◆ Task details: Word for word, print each record, dropping any image it holds.

◆ Items from a dataset:
────────────────────────────────────────
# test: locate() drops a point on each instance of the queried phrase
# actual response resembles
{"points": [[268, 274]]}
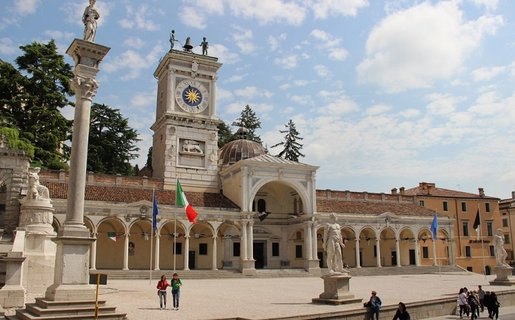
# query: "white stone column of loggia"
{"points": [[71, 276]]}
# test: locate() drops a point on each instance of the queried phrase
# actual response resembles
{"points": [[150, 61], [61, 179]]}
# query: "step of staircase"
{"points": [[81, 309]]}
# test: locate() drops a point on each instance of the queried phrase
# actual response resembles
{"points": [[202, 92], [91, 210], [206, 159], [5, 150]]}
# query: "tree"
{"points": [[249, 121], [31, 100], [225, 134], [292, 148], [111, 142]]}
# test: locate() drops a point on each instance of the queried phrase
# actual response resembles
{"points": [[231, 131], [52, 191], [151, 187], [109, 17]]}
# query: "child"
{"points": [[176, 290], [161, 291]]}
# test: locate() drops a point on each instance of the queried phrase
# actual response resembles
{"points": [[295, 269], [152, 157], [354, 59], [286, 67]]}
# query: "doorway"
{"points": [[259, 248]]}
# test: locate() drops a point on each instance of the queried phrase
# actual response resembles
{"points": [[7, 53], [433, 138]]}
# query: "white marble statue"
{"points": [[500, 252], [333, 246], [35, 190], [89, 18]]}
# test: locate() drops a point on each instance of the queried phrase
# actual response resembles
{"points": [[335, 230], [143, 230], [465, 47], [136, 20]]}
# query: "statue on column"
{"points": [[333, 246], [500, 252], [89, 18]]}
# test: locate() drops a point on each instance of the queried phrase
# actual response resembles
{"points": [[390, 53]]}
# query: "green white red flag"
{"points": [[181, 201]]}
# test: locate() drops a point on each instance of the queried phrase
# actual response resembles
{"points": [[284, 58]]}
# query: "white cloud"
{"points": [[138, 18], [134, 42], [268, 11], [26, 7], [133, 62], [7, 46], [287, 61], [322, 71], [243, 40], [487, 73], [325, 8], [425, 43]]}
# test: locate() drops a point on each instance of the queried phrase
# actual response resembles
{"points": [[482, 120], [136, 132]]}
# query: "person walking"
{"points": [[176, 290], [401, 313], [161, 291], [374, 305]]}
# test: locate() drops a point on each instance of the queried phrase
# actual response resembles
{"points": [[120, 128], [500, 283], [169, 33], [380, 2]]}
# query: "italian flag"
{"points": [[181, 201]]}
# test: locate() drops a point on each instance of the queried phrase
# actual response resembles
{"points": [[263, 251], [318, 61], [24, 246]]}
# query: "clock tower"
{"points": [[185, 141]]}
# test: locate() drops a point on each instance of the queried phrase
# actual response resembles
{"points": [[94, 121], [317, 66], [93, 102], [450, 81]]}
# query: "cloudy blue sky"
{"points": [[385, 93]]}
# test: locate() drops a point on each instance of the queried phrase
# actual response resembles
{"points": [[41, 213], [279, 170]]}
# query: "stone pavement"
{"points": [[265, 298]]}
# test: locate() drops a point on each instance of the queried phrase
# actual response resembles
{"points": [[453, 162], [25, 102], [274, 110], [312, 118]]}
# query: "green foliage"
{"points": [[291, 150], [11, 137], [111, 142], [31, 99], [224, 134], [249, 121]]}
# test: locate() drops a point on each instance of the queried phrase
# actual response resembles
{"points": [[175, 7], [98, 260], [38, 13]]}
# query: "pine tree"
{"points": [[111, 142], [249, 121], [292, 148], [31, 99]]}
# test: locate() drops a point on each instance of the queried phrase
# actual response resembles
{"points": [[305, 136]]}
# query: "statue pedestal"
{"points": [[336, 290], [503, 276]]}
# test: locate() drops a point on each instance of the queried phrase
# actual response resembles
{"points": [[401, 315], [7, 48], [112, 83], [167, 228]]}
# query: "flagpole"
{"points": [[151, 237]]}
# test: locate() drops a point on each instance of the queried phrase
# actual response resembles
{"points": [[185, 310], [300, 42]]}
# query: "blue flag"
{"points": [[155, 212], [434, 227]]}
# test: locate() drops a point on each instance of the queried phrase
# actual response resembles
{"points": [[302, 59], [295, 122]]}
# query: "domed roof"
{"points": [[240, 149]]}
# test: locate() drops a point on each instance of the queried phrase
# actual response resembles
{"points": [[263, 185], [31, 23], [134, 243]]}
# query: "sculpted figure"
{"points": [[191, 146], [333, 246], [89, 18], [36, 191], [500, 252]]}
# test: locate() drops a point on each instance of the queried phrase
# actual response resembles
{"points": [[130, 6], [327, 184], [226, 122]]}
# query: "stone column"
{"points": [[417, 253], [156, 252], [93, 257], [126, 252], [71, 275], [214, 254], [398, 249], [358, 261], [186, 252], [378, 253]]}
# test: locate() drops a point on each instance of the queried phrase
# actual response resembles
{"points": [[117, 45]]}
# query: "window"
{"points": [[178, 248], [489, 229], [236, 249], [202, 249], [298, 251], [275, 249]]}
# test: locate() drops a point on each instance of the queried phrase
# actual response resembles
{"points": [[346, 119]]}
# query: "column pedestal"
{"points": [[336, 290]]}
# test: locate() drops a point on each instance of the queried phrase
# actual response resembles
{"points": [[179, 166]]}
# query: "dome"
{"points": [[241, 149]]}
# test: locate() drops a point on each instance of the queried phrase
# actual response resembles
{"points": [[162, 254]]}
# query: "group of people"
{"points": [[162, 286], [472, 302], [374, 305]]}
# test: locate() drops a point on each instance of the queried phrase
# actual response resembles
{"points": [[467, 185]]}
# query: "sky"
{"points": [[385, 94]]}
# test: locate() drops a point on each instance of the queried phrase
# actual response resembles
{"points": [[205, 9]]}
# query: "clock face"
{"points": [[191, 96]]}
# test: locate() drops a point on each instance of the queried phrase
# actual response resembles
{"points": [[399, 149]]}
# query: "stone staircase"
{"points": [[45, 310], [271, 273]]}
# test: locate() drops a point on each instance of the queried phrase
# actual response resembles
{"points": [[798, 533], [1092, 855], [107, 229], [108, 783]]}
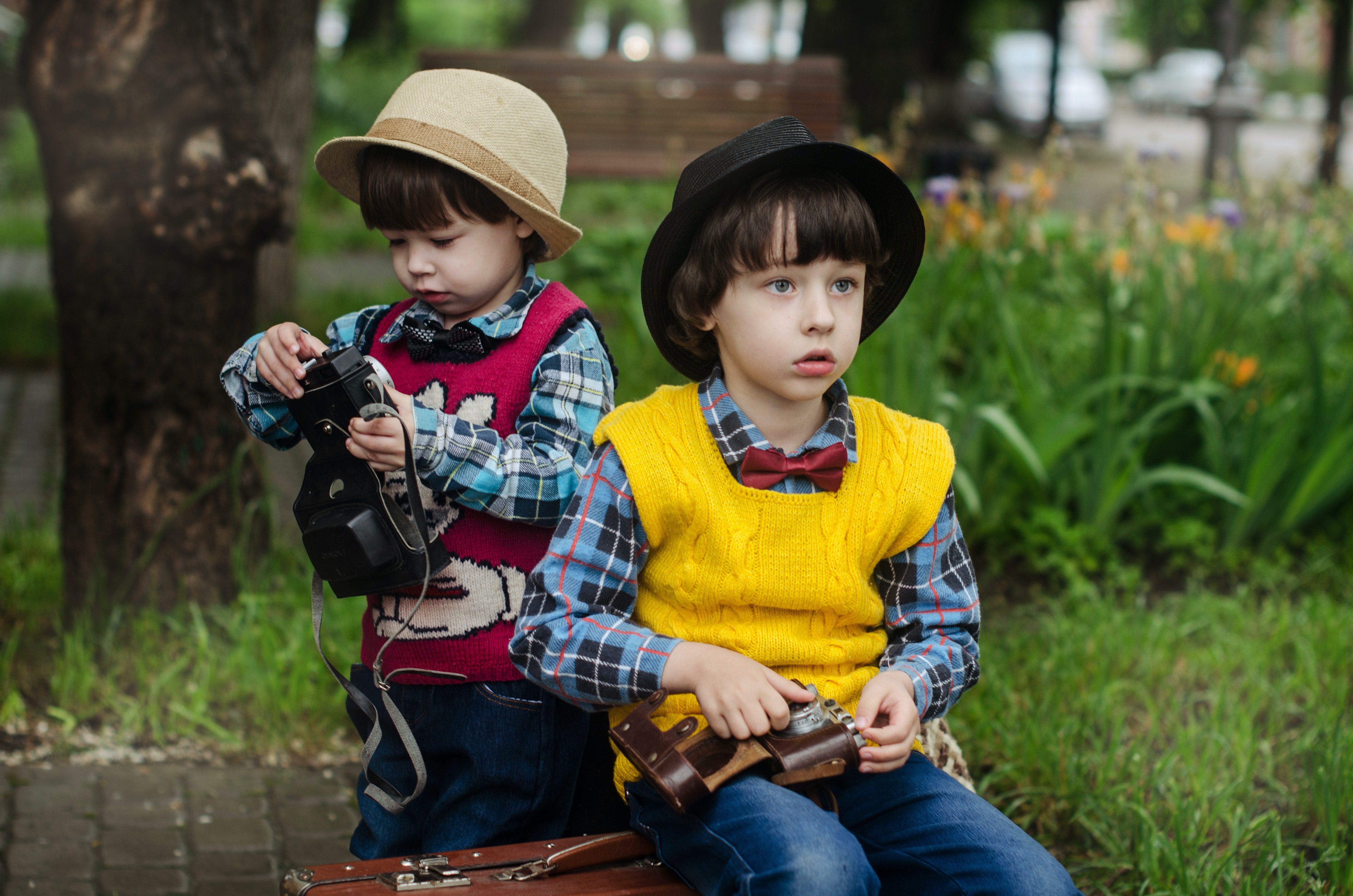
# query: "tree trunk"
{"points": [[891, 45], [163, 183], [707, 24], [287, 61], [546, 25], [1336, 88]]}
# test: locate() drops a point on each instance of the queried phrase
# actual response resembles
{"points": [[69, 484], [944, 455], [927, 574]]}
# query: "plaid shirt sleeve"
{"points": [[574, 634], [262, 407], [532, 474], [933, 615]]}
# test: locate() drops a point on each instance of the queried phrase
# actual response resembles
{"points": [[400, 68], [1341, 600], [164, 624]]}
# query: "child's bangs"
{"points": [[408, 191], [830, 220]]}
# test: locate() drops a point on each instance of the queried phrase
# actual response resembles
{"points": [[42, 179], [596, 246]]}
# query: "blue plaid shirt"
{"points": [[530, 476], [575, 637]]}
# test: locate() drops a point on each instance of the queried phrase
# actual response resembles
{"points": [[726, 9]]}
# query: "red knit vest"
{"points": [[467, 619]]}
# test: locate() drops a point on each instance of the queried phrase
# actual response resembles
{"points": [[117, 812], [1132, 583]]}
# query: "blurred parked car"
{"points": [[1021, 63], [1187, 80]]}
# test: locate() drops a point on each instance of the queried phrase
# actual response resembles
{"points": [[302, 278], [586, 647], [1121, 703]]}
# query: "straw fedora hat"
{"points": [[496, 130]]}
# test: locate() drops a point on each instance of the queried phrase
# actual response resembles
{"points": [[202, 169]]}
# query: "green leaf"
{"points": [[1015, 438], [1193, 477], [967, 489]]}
────────────────────────────────────────
◆ Task answer:
# test: locate() drops a point on each instance of the queried phrase
# actual response resembles
{"points": [[268, 274]]}
# query: "white stone column of loggia"
{"points": [[71, 276]]}
# test: locate() drops a point on each instance of the queried phrase
# actual response resembles
{"points": [[150, 61], [61, 179]]}
# query: "step of staircase"
{"points": [[81, 309]]}
# test: locate() drops a point on each instance of the queried phrase
# actual response resembles
{"points": [[202, 92], [91, 210], [206, 159], [5, 150]]}
# query: "tree"
{"points": [[249, 121], [31, 100], [225, 134], [292, 148], [111, 142]]}
# test: locate() drops a point on each instance of the queried phrase
# actual response resembles
{"points": [[231, 131], [52, 191], [151, 187], [109, 17]]}
# query: "child"
{"points": [[176, 290], [161, 291]]}
# test: locate() drops a point on each instance of the queried phrase
# actual response resembles
{"points": [[295, 269], [152, 157], [354, 59], [286, 67]]}
# query: "doorway"
{"points": [[259, 248]]}
# test: locate() drops a point on each instance of the queried phrase
# actual response resembles
{"points": [[7, 53], [433, 138]]}
# query: "white marble statue"
{"points": [[500, 252], [333, 246], [35, 190], [89, 18]]}
# test: locate() drops a point on each instance of the queried phrase
# actual response resembles
{"points": [[335, 230], [143, 230], [465, 47], [136, 20]]}
# query: "statue on column"
{"points": [[333, 246], [500, 252], [89, 18]]}
# test: locate() drops a point on each instance of the queried phrase
# actual response resembles
{"points": [[390, 53]]}
# query: "green white red flag"
{"points": [[181, 201]]}
# test: locate() drops a point on each instance of the queried phrase
# actual response resembles
{"points": [[284, 58]]}
# query: "white cloud"
{"points": [[138, 18], [134, 42], [268, 11], [26, 7], [133, 62], [7, 46], [287, 61], [322, 71], [243, 40], [487, 73], [325, 8], [425, 43]]}
# test: locate() drops a point on each instance of the queried phrase
# actual response resembles
{"points": [[482, 120], [136, 132]]}
# query: "person walking"
{"points": [[176, 290], [401, 313], [161, 291], [374, 305]]}
# test: locate() drops a point on each instance of the queried phrase
# actual response resembles
{"points": [[120, 128], [500, 283], [169, 33], [380, 2]]}
# query: "italian flag"
{"points": [[181, 201]]}
# test: locate() drops a point on each instance of the queried phrase
# actual response resembles
{"points": [[263, 251], [318, 61], [24, 246]]}
# query: "clock tower"
{"points": [[185, 141]]}
# test: locate() drops a point on each instance of the queried phrase
# actual response resembles
{"points": [[94, 121], [317, 66], [93, 102], [450, 81]]}
# query: "cloudy blue sky"
{"points": [[385, 93]]}
# test: locate() drops a point on each instance of the queried phrase
# actual response resembles
{"points": [[41, 213], [279, 170]]}
# query: "stone pavement"
{"points": [[265, 298]]}
# test: locate() drops a point on each instance of the queried phrase
# actual response resembles
{"points": [[453, 162], [25, 102], [274, 110], [312, 118]]}
# query: "green foliage"
{"points": [[291, 150], [11, 137], [111, 142], [31, 99], [224, 134], [249, 121]]}
# test: locate() drops a point on each instance of the queried phrase
# actual response resembles
{"points": [[175, 7], [98, 260], [38, 13]]}
# query: "pine tree"
{"points": [[111, 142], [249, 121], [292, 148], [31, 99]]}
# test: locate() drops a point on each instance of the queried phrase
# actual response resembles
{"points": [[305, 136]]}
# query: "statue pedestal"
{"points": [[336, 290], [503, 276]]}
# test: locate() drops a point on each instance of the queried phrase
# actual response resembles
{"points": [[401, 315], [7, 48], [112, 83], [167, 228]]}
# query: "flagpole"
{"points": [[151, 237]]}
# test: locate() drops a point on each instance of the queried phrase
# actual response resembles
{"points": [[185, 310], [300, 42]]}
# query: "blue flag"
{"points": [[155, 212], [434, 227]]}
# test: locate() drops a point on each instance of the queried phrase
# actual response resembles
{"points": [[302, 59], [295, 122]]}
# query: "domed roof"
{"points": [[240, 149]]}
# test: locate() drops a point on each instance of the queried phrase
# actual response resembles
{"points": [[263, 185], [31, 23], [134, 243]]}
# query: "sculpted figure"
{"points": [[191, 146], [333, 246], [89, 18], [36, 191], [500, 252]]}
# test: locate() drops a point on each instance of the queried phrase
# actual response resembles
{"points": [[130, 6], [327, 184], [226, 122]]}
# query: "stone column"
{"points": [[417, 253], [156, 252], [93, 257], [126, 252], [71, 275], [214, 254], [398, 249], [358, 261], [186, 252], [378, 253]]}
# test: locate() drops a point on each instance of the queried phrase
# actual response resembles
{"points": [[117, 45]]}
# query: "window"
{"points": [[178, 248], [489, 229], [236, 249], [202, 249], [298, 251], [275, 249]]}
# test: locate() drops a point on each instance of the queried phrase
# actual response resembles
{"points": [[346, 119]]}
# query: "column pedestal"
{"points": [[336, 290]]}
# test: locate() drops a point on each instance of the queried phrase
# actual response resembles
{"points": [[179, 166]]}
# query: "dome"
{"points": [[241, 149]]}
# test: locate() drops a point on each instance of the queried phrase
# actual response resembles
{"points": [[162, 254]]}
# query: "group of people"
{"points": [[162, 286], [472, 302], [374, 305]]}
# test: locate() drops a point on each instance of the queried phrase
# actual response resembles
{"points": [[467, 185]]}
# query: "sky"
{"points": [[385, 94]]}
# test: locate() drops a point on each instance of the queried phrase
# actual response resembles
{"points": [[205, 9]]}
# query: "clock face"
{"points": [[191, 96]]}
# test: locate() drops a point on each instance of the queried phrase
# actual response resembles
{"points": [[399, 149]]}
# query: "stone staircase"
{"points": [[45, 310], [271, 273]]}
# test: locate() drops a point on each instance of the queried phrase
# actual response resembles
{"points": [[798, 533], [1092, 855], [107, 229], [108, 783]]}
# query: "tree trunk"
{"points": [[891, 45], [163, 183], [707, 24], [287, 61], [546, 25], [1336, 88]]}
# test: locate() drops a point on each instance of the queried phrase
# actual response resembles
{"points": [[69, 484], [944, 455], [927, 574]]}
# query: "plaid shirt sleeve"
{"points": [[574, 634], [262, 407], [532, 474], [933, 615]]}
# test: locate() drops a point on each instance of the queried phrase
# actual response resembles
{"points": [[400, 68], [1341, 600], [164, 624]]}
# query: "child's bangs"
{"points": [[408, 191], [830, 220]]}
# test: locate() drops a point on each instance of the queried phrase
# actual response resembles
{"points": [[42, 179], [596, 246]]}
# query: "blue plaid shirt"
{"points": [[530, 476], [575, 637]]}
# test: locate() drops a point on each instance of the queried phrase
# actual response resembles
{"points": [[726, 9]]}
# query: "red knit vest"
{"points": [[467, 619]]}
# test: locate() drops a point on each instance of the queried phrase
# actual response resembles
{"points": [[117, 812], [1132, 583]]}
# query: "blurred parked car"
{"points": [[1021, 63], [1187, 80]]}
# test: locate() drops a point on each instance of the queried phrase
# actual response resembles
{"points": [[302, 278], [586, 647], [1121, 703]]}
# query: "straw fedora hat"
{"points": [[496, 130]]}
# test: locate() drops a point on each instance of the queried phrase
# actual response resembles
{"points": [[202, 169]]}
# query: "green leaf"
{"points": [[1015, 438], [1193, 477], [967, 489]]}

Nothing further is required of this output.